___ Supplied data ___

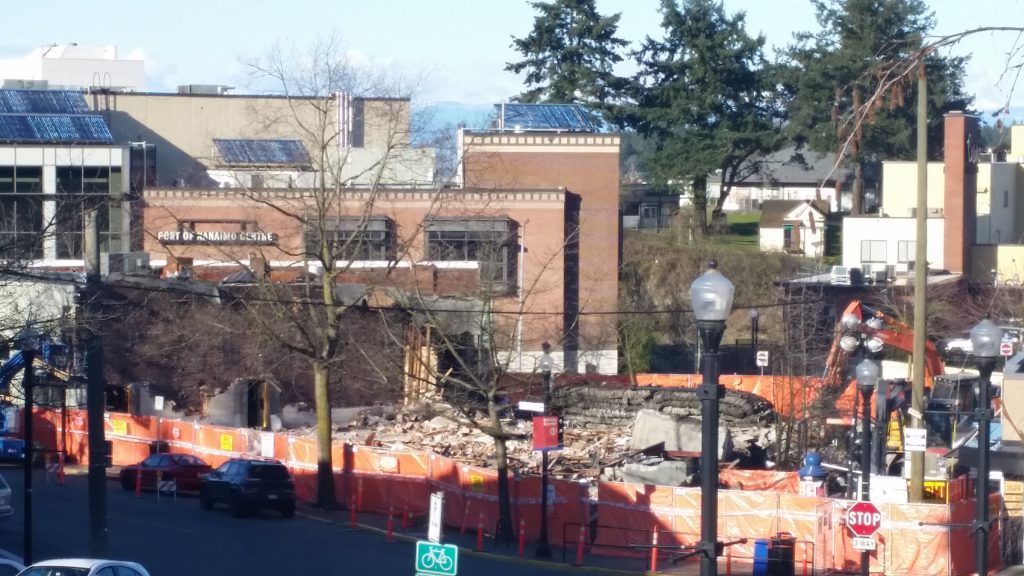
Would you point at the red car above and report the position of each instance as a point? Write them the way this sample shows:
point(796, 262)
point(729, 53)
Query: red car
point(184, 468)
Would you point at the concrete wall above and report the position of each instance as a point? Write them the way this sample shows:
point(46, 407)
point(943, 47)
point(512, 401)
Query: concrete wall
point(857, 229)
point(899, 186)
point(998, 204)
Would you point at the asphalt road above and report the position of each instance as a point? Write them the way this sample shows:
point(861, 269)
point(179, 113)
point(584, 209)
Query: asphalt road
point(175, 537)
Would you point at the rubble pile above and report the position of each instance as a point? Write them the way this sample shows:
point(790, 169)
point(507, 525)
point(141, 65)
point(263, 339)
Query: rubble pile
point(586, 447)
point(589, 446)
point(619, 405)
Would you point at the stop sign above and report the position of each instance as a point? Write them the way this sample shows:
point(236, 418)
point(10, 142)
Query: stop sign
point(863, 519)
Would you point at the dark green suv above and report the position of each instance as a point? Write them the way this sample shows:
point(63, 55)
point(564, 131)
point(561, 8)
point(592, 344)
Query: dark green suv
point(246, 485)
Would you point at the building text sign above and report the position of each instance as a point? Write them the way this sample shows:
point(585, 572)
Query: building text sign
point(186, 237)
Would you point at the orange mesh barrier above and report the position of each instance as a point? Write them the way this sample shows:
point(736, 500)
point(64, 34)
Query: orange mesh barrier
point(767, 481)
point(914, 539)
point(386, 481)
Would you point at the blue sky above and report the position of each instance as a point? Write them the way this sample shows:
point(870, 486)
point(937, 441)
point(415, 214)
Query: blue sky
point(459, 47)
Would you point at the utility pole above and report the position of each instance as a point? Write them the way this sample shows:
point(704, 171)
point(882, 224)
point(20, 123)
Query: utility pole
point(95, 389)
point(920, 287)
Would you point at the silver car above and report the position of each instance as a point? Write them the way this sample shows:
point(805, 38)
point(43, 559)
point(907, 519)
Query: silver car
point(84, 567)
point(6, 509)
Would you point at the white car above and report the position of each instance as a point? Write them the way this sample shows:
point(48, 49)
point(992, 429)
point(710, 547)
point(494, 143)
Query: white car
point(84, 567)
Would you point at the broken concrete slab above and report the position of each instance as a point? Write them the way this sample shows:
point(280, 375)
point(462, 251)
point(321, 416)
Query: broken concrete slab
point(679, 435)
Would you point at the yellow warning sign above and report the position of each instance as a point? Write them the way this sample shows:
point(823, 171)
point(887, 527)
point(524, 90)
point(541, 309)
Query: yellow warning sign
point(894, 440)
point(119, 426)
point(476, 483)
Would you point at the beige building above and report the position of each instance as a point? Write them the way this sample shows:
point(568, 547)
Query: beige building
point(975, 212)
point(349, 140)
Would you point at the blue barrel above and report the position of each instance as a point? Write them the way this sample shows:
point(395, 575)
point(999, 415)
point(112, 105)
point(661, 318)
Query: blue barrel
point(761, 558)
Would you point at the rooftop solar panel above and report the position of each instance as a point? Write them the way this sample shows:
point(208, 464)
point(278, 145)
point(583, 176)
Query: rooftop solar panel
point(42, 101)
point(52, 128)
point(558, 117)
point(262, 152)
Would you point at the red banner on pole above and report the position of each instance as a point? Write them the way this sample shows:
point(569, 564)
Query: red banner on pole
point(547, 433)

___
___ Supplied data ___

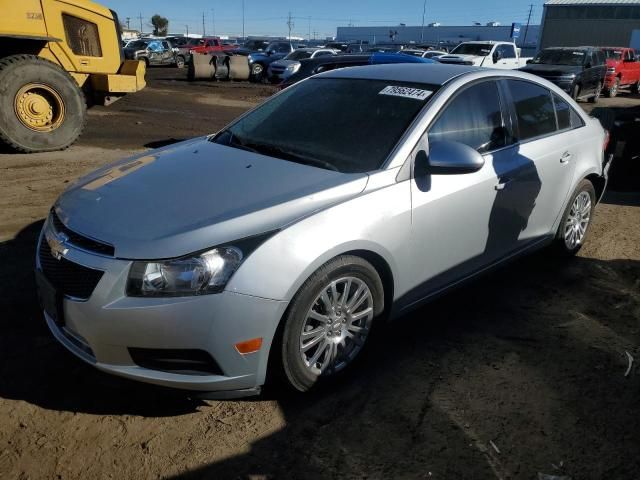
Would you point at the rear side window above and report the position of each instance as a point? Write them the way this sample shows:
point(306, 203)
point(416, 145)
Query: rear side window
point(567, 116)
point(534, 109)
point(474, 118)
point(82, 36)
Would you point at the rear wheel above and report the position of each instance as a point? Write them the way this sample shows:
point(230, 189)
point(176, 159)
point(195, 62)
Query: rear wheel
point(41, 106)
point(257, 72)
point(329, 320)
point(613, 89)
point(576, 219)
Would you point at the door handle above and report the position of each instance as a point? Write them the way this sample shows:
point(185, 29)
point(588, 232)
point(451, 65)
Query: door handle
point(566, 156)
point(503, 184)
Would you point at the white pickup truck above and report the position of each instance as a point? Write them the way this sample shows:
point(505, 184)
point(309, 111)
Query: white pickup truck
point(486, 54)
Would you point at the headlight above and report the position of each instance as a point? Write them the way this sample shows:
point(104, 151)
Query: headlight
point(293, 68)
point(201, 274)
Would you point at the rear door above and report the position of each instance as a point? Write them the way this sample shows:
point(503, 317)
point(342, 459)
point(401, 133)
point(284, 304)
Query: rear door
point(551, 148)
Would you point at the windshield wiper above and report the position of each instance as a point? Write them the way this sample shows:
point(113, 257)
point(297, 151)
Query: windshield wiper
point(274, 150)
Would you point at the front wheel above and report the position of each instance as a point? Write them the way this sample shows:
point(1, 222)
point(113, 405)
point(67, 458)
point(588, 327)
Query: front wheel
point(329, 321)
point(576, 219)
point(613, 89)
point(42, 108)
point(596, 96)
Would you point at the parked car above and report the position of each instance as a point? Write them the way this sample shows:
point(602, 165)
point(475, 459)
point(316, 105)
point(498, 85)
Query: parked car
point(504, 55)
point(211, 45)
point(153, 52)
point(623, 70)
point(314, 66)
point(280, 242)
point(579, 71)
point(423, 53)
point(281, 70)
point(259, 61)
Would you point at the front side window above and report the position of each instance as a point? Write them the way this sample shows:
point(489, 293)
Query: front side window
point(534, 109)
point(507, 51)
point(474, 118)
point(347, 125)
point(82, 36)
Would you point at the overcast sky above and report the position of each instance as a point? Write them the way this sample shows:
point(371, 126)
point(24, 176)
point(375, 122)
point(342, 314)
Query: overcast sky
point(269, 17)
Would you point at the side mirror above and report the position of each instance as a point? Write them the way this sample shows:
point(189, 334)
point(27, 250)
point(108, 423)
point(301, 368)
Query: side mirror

___

**What is required:** Reproduce verbatim the lines of the listing from the one containing "Would you point at the red banner" down to the one containing "point(547, 433)", including both of those lines.

**Problem solution:**
Would you point at the red banner on pole above and report the position of each instance as a point? Write them the way this sample shows:
point(569, 564)
Query: red banner on pole
point(547, 433)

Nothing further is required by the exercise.